__SET TASK__.
Turn every line of the records below into a Markdown table with the columns "No." and "Line text", numbering the rows and leaving out blank lines. Leave the pictures out of the answer.

__DATA ENTRIES__.
>> START

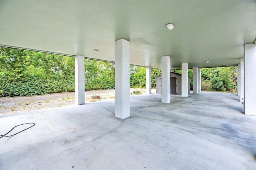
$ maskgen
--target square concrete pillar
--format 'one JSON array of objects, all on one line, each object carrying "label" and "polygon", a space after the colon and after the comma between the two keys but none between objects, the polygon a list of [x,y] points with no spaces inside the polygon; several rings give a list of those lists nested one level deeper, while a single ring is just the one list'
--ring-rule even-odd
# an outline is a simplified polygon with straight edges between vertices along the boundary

>> END

__RESPONSE TO THIS EXERCISE__.
| No. | Line text |
|---|---|
| 1 | $ maskgen |
| 2 | --target square concrete pillar |
| 3 | --format 'one JSON array of objects, all on one line, each object carrying "label" and "polygon", a space after the colon and after the comma between the two keys but none between objects, the polygon a list of [x,y] points with no spaces inside the polygon; several rings give a list of those lists nested one level deeper, while a single ring is just the one list' |
| 4 | --ring-rule even-odd |
| 5 | # an outline is a simplified polygon with straight edges between vertices along the boundary |